(SET EXERCISE): Copy the lines from the line with "segment returns the" to the line with "Give the mask", changing "drawer pull handle" to "cabinet knob" and leaving everything else as it is. Omit the pictures.

(DATA FOR THIS EXERCISE):

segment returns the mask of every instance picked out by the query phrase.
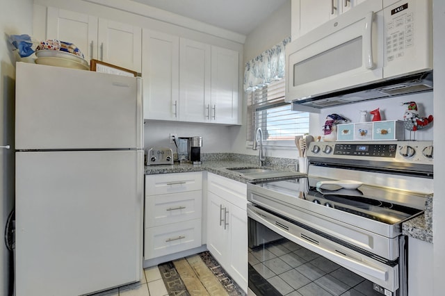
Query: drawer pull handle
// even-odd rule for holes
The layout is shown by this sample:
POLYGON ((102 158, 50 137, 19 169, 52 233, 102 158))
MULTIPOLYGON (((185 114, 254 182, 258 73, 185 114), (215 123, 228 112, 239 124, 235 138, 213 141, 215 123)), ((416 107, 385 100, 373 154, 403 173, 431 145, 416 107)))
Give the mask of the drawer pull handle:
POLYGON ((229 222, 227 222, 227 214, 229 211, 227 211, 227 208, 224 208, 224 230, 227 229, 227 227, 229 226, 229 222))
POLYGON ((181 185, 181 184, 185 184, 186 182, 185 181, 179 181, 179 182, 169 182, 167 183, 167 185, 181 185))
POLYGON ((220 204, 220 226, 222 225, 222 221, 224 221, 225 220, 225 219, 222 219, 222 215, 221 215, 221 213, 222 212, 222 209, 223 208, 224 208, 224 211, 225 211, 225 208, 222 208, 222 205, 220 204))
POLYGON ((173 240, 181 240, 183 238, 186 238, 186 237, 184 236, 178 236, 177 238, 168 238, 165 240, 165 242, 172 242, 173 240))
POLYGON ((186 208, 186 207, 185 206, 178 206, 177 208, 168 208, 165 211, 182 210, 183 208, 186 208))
...
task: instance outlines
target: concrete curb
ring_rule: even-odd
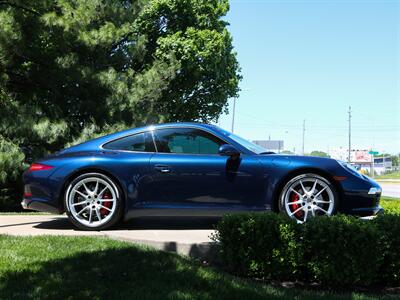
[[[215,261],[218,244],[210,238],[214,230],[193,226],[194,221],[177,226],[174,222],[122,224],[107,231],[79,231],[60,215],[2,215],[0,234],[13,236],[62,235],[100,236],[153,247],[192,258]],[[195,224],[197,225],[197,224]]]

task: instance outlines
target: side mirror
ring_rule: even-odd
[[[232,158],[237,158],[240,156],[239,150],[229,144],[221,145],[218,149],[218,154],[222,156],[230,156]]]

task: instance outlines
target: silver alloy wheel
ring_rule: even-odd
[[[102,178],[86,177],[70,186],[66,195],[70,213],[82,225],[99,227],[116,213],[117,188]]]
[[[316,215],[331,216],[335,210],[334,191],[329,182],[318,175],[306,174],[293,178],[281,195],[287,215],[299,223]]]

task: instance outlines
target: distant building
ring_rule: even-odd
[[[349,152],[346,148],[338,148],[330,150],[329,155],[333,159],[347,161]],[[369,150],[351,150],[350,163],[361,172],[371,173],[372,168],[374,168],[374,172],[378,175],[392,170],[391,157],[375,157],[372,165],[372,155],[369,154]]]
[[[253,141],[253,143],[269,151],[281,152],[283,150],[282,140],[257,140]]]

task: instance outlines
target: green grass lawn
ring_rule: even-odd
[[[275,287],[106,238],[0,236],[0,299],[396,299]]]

(TASK ANSWER):
segment returns the mask of every instance picked out by the query phrase.
Query: cabinet knob
// even-odd rule for holes
The layout is shown by this sample:
POLYGON ((102 158, 50 137, 19 169, 52 233, 102 158))
MULTIPOLYGON (((185 114, 254 182, 258 73, 185 114), (215 123, 228 112, 239 124, 235 138, 213 141, 215 123)), ((416 107, 385 100, 373 154, 403 173, 431 145, 416 107)))
Give the mask of the cabinet knob:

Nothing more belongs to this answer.